[DO THIS]: Could you give the data below again, exactly and completely?
-- start of STORED ROWS --
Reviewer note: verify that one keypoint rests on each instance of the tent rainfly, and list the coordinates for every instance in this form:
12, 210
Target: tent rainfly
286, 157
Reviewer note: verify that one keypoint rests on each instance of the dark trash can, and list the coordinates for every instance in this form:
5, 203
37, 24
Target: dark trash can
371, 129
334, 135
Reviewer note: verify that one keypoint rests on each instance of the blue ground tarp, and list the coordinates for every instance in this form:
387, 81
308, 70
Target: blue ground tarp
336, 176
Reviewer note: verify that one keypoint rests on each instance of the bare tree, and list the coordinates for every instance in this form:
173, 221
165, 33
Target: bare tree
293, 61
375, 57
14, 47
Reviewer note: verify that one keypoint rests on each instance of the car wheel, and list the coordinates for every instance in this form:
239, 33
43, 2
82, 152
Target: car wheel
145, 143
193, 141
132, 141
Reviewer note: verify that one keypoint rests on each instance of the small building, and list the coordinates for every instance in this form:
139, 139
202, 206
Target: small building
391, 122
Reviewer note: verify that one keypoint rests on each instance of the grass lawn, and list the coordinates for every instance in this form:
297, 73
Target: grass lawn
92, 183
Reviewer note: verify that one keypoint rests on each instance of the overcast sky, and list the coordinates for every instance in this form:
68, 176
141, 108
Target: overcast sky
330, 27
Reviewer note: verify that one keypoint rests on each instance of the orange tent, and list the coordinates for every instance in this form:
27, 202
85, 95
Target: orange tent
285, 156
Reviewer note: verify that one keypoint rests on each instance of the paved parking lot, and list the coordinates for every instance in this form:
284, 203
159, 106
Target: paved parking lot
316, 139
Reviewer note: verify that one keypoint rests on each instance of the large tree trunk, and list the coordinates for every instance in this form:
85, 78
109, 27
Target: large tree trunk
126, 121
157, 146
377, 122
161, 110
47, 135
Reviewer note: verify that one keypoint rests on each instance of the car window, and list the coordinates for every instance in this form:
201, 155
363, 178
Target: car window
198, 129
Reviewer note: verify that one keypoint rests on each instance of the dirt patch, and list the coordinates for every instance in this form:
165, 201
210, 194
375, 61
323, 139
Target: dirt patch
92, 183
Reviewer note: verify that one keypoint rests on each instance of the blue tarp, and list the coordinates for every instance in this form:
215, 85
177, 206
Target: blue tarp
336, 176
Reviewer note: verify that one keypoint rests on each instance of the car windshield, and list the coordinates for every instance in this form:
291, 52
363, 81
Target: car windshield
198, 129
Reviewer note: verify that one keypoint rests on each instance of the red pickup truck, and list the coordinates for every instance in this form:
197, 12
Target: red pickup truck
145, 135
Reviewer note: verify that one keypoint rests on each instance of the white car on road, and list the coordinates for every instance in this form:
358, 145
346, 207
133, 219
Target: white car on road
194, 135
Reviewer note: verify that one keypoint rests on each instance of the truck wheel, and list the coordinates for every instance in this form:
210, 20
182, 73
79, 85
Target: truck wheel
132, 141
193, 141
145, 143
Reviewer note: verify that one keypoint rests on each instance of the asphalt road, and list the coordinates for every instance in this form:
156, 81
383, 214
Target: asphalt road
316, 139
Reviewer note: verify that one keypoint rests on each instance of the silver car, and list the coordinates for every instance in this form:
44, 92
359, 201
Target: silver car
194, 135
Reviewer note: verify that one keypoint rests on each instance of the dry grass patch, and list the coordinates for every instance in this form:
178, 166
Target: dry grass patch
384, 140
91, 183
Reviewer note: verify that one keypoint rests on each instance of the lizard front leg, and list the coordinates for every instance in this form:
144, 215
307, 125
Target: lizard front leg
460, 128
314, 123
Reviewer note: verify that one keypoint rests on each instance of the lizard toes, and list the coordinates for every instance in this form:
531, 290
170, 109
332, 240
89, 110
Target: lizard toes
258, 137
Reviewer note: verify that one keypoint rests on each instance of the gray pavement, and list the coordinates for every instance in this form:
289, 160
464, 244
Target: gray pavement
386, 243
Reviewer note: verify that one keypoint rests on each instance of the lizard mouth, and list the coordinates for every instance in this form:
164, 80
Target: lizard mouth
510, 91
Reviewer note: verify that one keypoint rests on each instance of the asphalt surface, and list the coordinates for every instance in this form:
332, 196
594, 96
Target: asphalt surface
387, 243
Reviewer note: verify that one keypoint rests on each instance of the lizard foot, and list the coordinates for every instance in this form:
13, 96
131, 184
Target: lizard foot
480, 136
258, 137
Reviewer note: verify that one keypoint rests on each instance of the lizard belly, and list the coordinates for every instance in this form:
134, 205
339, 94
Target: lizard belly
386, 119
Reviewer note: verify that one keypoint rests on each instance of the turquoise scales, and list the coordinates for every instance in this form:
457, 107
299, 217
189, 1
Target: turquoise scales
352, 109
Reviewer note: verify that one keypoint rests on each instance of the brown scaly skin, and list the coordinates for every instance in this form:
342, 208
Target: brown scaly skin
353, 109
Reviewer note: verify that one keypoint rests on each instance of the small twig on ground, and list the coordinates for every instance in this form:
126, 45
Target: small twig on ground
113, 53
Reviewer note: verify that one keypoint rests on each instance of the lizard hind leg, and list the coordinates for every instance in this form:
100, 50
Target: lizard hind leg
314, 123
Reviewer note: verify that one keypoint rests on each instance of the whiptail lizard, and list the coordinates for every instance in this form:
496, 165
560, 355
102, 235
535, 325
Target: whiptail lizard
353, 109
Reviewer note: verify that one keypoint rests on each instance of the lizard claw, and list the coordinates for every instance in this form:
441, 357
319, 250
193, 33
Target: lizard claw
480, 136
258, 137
-- end of STORED ROWS --
[FINISHED ANSWER]:
Reviewer note: verify that one keypoint rests on each instance of the tent rainfly, and list the coordinates for every instance in this form:
12, 210
Target: tent rainfly
286, 157
Reviewer note: verify that one keypoint rests on each instance of the dark trash can, and list the coordinates for every instance in this form:
5, 203
37, 24
Target: dark trash can
371, 129
334, 135
Reviewer note: verify that one keypoint rests on each instance of the blue ground tarp, and list the coordinates for every instance in this form:
387, 81
308, 70
Target: blue ground tarp
336, 176
Reviewer note: verify that one keypoint rests on each instance of the bare tree, and list the coordinates for every instance in this form:
173, 221
165, 33
Target: bare tree
293, 61
375, 57
14, 47
Reviewer note: verify that one keypoint rests on each instance of the car wheel, and list the coordinates for every instance in this form:
239, 33
43, 2
82, 152
Target: car wheel
145, 143
193, 141
132, 141
Reviewer note: verify that one keypoint rests on each instance of the small building, and list the coordinates for every instance in this form:
139, 139
202, 206
Target: small building
391, 122
Reviewer note: verify that one keypoint rests on each instance of the grass lawn, and list the coordinates for every instance in this form:
297, 73
Target: grass lawn
92, 183
Reviewer note: verify that one keypoint rests on each instance of the overcast sky, and list the coordinates for every instance in this form:
68, 176
141, 108
Target: overcast sky
330, 27
Reviewer note: verify that one keypoint rests on each instance of the orange tent, and list the coordinates for every instance in this form:
27, 202
85, 95
Target: orange tent
285, 156
Reviewer note: verify that one keypoint rests on each instance of the paved parking lot, and list the coordinates for every instance in this form:
284, 203
159, 106
Target: paved parking lot
316, 139
Reviewer note: verify that one keypoint rests on each instance of the large tree trunk, and list the coordinates for every instance in this form:
85, 78
109, 27
Target: large tree trunk
126, 121
157, 146
377, 122
161, 110
47, 135
Reviewer note: verify that one keypoint rests on each instance of the car window, and list the coordinates for every instance in this form:
201, 155
363, 178
Target: car window
198, 129
Reviewer note: verify that one keypoint rests on each instance of the dirt patch, and list the coordinates for every instance in this form:
165, 201
210, 194
375, 61
323, 139
Target: dirt patch
92, 183
Reviewer note: verify that one keypoint rests on each instance of the blue tarp, and list the coordinates for every instance in this form:
215, 85
177, 206
Target: blue tarp
336, 176
Reviewer note: verify that one keypoint rests on each instance of the car windshield, and list the coordinates for every instance in this form:
291, 52
363, 81
Target: car windshield
198, 129
Reviewer note: verify that one keypoint rests on each instance of the red pickup truck, and list the coordinates for every instance in this form:
197, 12
Target: red pickup truck
145, 135
Reviewer note: verify that one keypoint rests on each instance of the white car on road, and list the coordinates for every instance in this form:
358, 145
346, 207
133, 219
Target: white car on road
194, 135
Reviewer note: verify that one keypoint rests on each instance of the truck wheel, and list the coordinates for every instance in this form:
210, 20
182, 73
79, 85
Target: truck wheel
132, 141
193, 141
145, 143
Reviewer note: verify that one keypoint rests on each instance of the asphalt road, and list the coordinates for every instance in this form:
156, 81
383, 214
Target: asphalt road
316, 139
Reviewer note: verify that one keypoint rests on each instance of the silver car, and list the coordinates for every instance in this form:
44, 92
359, 201
Target: silver car
194, 135
Reviewer note: verify that one keypoint rests on each instance of the dry grass patch, and list the coordinates for every instance in this form:
178, 166
Target: dry grass patch
384, 140
91, 183
Reviewer note: verify that one keypoint rests on each instance of the lizard front leg, and list the coordinates for every instance in this form:
144, 215
307, 125
Target: lizard front leg
460, 128
314, 123
Reviewer note: verify that one keypoint rests on each instance of the lizard toes, and list the coordinates for every instance in this form:
531, 290
170, 109
332, 240
89, 110
Target: lizard toes
258, 137
Reviewer note: verify that one keypoint rests on each instance of the gray pavement, and list the coordinates for every instance in this form:
289, 160
464, 244
Target: gray pavement
386, 243
Reviewer note: verify that one keypoint rests on each instance of the lizard mouth, and list the coordinates for every instance in this form:
164, 80
Target: lizard mouth
510, 91
Reviewer note: verify that one keypoint rests on each instance of the asphalt surface, and list the coordinates for every instance in this form:
332, 196
594, 96
Target: asphalt surface
387, 243
Reviewer note: verify that one keypoint rests on each instance of the lizard foot, and list the coordinates for every instance in this form:
13, 96
131, 184
Target: lizard foot
480, 136
258, 137
Reviewer note: verify that one keypoint rests on each instance of the lizard belly, and list the coordinates for every instance in this form:
134, 205
339, 94
Target: lizard belly
386, 119
Reviewer note: verify that one keypoint rests on each instance of the turquoise scales, and list the coordinates for every instance in this form:
457, 107
299, 217
189, 1
Target: turquoise scales
352, 109
Reviewer note: verify that one keypoint rests on each instance of the brown scaly skin, and list the coordinates for every instance in this form:
342, 208
Target: brown scaly skin
353, 109
Reviewer note: verify that one keypoint rests on each instance of the small twig on ground, and list the coordinates for every instance in this form:
126, 45
Target: small twig on ground
113, 53
Reviewer note: verify that one keypoint rests on each instance of the lizard hind leg, and list the coordinates for every instance in this form:
100, 50
Target: lizard hind leg
314, 123
Reviewer note: verify that one keypoint rests on each instance of the whiptail lizard, and list the coordinates for every instance in this form:
496, 165
560, 355
102, 235
535, 325
Target: whiptail lizard
353, 109
Reviewer note: verify that one keypoint rests on each instance of the lizard claw, and list the coordinates for every instance in this form:
441, 357
319, 250
193, 33
Target: lizard claw
480, 136
258, 137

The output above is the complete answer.